There are a number of ways to contact someone these days, right?
We have various phones: mobile and landline, personal and work. We have different addresses – residential, mailing, billing, business, etc. – and likely several email addresses, too. Don’t forget Skype and various messaging apps. Now add in LinkedIn and Facebook –which by the way, both have their own messaging elements.
Not that long ago, many of these didn’t exist. So you can pretty much guarantee that in a few years, we’re going to have some new way of contacting people and organizations.
Can we model all of this contact info in such a way that we don’t have to change our database design when ‘the latest thing’ comes along? Read on to find out…
The Party Contact Point Model
In a word, yes. Databases can be designed to accommodate information we don’t even have yet.
I’m going to jump straight in and show you the solution, then I’ll describe how the pieces work together. I’m going to call the various ways of contacting parties contact points, though I have seen contact methods and even contact locations used.
Physically, all these contact points will be stored in a single table column, contact_point.contact_value
. Think of a phone number, an email address, or a web address (URL) and you’ll understand why we can store them all here; they’re just strings (varchars) at this level. The differentiation is in the metadata. The only exception to this is the postal address, which will be described in more detail later.
The yellow tables on the left contain metadata, and the blue tables on the right contain business data.
The Major Categories
Although we have many ways of contacting someone, these ways actually fall into a small number of categories, or types. You’ll see what I mean when you look at the list below:
Contact Point Type |
---|
Phone Number (landline) |
Mobile Number |
Fax Number |
Email Address |
Postal Address |
Web Address |
Pager |
In a sense, these are physically distinct. Of course, you can use a mobile phone to call a landline or another mobile. When it comes to voice calls between landlines and mobiles, the distinction is not that important. Still, we’re more likely to send a text (SMS) to a mobile than a landline.
But you’re not likely to deliberately voice call a fax number. After all, what are you going to say to it when you hear it, apart from ‘Oops, wrong number’? You are naturally much more likely to call with another fax machine, whether it’s physical or emulated. Neither would you send a letter to landline, or attempt to make a voice call to a postal address.
It’s important that we distinguish these types, because we interact differently with them. This will be especially true if your application has any sort of integration with communications services. It needs to know which type to interact with.

- _Listed entries_:
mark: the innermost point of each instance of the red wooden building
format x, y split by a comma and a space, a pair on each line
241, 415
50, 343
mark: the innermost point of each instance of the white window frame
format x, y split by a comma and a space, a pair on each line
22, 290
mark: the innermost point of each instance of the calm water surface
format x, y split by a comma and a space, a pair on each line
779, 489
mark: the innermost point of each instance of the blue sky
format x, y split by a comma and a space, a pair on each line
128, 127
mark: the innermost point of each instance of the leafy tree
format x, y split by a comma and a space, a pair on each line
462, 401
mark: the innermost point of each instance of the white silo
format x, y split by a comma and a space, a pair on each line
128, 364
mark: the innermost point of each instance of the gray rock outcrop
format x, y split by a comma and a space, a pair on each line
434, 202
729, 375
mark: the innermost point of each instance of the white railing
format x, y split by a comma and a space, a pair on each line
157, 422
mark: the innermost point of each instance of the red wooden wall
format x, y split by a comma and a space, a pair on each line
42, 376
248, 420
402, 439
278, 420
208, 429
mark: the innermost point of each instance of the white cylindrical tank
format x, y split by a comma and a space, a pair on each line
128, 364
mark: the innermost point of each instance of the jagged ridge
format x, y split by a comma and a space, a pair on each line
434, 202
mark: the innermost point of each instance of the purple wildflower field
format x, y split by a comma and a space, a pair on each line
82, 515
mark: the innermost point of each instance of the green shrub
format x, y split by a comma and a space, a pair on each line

* * *

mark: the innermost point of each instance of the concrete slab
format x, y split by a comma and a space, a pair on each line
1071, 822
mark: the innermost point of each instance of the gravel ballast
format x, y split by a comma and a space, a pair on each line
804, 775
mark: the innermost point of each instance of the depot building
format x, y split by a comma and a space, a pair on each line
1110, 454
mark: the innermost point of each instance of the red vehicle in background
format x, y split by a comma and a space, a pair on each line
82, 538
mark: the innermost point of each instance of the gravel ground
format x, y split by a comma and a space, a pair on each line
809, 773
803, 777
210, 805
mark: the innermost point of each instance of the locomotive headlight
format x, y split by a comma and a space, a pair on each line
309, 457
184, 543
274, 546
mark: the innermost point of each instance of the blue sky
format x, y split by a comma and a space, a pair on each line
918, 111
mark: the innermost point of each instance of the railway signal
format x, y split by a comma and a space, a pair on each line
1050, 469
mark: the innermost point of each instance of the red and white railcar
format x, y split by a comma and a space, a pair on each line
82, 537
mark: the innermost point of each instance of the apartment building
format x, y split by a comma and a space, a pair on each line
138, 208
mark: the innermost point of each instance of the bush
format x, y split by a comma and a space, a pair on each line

- _What to do_:
- a) Answer these questions from the contact point modeling article:
(i) Which table column physically stores all the contact points?
(ii) What color are the tables that contain metadata?
(iii) Which kind of contact point is the exception to storage in that single column?
- b) What contact point types appear in the list in the contact point modeling article?
- c) Pick up the contact point modeling article after its final sentence and keep writing.
The entries have nothing to do with the contact point modeling article.

- _Task results_:
- a)
(i) contact_point.contact_value
(ii) Yellow
(iii) The postal address

- b) Phone Number (landline), Mobile Number, Fax Number, Email Address, Postal Address, Web Address, Pager

- c)
How Parties Use Contact Points
This is probably a bit more intuitive, a bit more in line with how we think about contact types. Here’s a longer list (but not an exhaustive one!) that will help you get a feel for these types:
Party Contact Type (Contact Point Type) |
---|
Conference line (Phone Number) |
Billing address (Postal Address) |
Delivery address (Postal Address) |
Direct line (Phone Number) |
Holiday/vacation address (Postal Address) |
Holiday/vacation phone (Phone Number) |
Home address (Postal Address) |
Home phone (Phone Number) |
Home phone/fax (Phone Number) |
LinkedIn profile (Web Address) |
Main address (Postal Address) |
Main email (Email Address) |
Main fax (Fax Number) |
Main phone (Phone Number) |
Main website (Web Address) |
Personal email (Email Address) |
Personal fax (Fax Number) |
Personal mobile (Mobile Number) |
Personal pager (Pager) |
Personal website (Web Address) |
Secondary address (Postal Address) |
Secondary phone (Phone Number) |
Social media profile (Web Address) |
Work address (Postal Address) |
Work email (Email Address) |
Work fax (Fax Number) |
Work mobile (Mobile Number) |
Work phone (Phone Number) |
The Postal Address – A Special Case
All of these contact point types are stored in a single field, with the exception of a postal address. This normally requires a number of lines (or fields).
There is a blog article here that proposes a simple, language-agnostic way to store postal addresses. If your requirements are rather basic – e.g. to print address labels pretty much as they are entered into the system – this approach will likely suffice. If your needs are more sophisticated, you will probably have to develop a different solution.
To get an idea of how complex addressing can be, have a quick look at this Schema for British Standard BS7666 Address Types. The standard comprises a number of parts covering Street Gazetteers, Land and Property Gazetteers, and delivery points. It does not differentiate between commercial or residential properties; between occupied, developed or vacant land; between urban or rural areas; or between postally-addressable entities and non-postally-addressable entities such as communications masts (towers). To achieve this, it introduces terms that most of us are probably not familiar with, such as Primary Addressable Object (PAO), which is the name given to an addressable object that can be addressed without reference to another addressable object. Familiar examples of PAOs include a building name or a street number. A Secondary Addressable Object (SAO) is given to any addressable object that is addressed by reference to a PAO. This might be the first floor of a named building.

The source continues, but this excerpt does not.